::: Textauszug

Tacita Dean: Zündeln im Museum
Tacita Dean über ihren deutschen Weihnachtsbaum in Londons Tate Britain.
Seit 20 Jahren beauftragt die Tate Britain in London Künstler mit dem Weihnachtsbaum für die neoklassizistische Rotunde des Museums. Tacita Dean, die seit 1999 in Berlin lebt, ließ in diesem Jahr eine vier Meter hohe Tanne aufstellen, die nur mit Kerzen geschmückt ist. Sie werden bis zum 23. Dezember jeden Nachmittag um 16 Uhr entzündet und brennen bis zur Schließung herab. Die Künstlerin (geb. 1965) gilt als wichtigste Vertreterin ihrer Generation. Zuletzt erhielt sie den Kurt-Schwitters-Preis des Sprengel-Museums in Hannover. Sie arbeitet vornehmlich mit 16 mm-Film zu den Themen Zeit und Erinnerung.

::::::
::: Bereitgestellte Daten

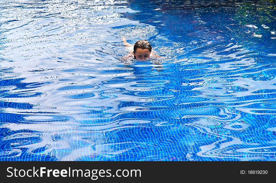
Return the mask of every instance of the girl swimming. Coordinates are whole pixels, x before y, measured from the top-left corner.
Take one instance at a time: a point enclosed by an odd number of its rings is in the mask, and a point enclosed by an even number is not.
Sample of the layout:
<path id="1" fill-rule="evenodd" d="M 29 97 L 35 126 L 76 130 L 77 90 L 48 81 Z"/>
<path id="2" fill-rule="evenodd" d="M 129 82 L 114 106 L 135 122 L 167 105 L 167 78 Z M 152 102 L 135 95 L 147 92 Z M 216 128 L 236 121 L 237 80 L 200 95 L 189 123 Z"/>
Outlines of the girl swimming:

::::::
::: Bereitgestellte Daten

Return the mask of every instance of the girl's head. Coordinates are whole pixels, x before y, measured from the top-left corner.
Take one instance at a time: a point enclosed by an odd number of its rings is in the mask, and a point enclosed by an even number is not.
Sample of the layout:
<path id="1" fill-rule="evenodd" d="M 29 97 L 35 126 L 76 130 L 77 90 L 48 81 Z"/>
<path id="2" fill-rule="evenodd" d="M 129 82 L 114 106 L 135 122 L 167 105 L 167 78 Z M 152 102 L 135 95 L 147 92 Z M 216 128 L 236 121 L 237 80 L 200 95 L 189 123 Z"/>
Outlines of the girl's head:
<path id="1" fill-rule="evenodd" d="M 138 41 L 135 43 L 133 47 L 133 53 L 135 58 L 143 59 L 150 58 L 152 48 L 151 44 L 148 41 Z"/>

::::::

### Aufgaben
#1 Wie hoch ist laut dem Text über Tacita Deans Weihnachtsbaum die Tanne, die sie in der Tate Britain aufstellen ließ?
#2 Warum stammt der Weihnachtsbaum in der Rotunde der Tate Britain laut dem Text über Tacita Deans Weihnachtsbaum von einer Künstlerin? Antworte in ein bis drei Sätzen.
#3 Gib aus dem Text über Tacita Deans Weihnachtsbaum die Stelle von „Tacita Dean: Zündeln“ bis „Zeit und Erinnerung.“ wortgetreu wieder.

### Antworten
#1 Vier Meter.

#2 Die Tate Britain beauftragt seit 20 Jahren Künstler mit dem Weihnachtsbaum für die neoklassizistische Rotunde des Museums. In diesem Jahr ließ Tacita Dean dort eine vier Meter hohe, nur mit Kerzen geschmückte Tanne aufstellen.

#3
Tacita Dean: Zündeln im Museum
Tacita Dean über ihren deutschen Weihnachtsbaum in Londons Tate Britain.
Seit 20 Jahren beauftragt die Tate Britain in London Künstler mit dem Weihnachtsbaum für die neoklassizistische Rotunde des Museums. Tacita Dean, die seit 1999 in Berlin lebt, ließ in diesem Jahr eine vier Meter hohe Tanne aufstellen, die nur mit Kerzen geschmückt ist. Sie werden bis zum 23. Dezember jeden Nachmittag um 16 Uhr entzündet und brennen bis zur Schließung herab. Die Künstlerin (geb. 1965) gilt als wichtigste Vertreterin ihrer Generation. Zuletzt erhielt sie den Kurt-Schwitters-Preis des Sprengel-Museums in Hannover. Sie arbeitet vornehmlich mit 16 mm-Film zu den Themen Zeit und Erinnerung.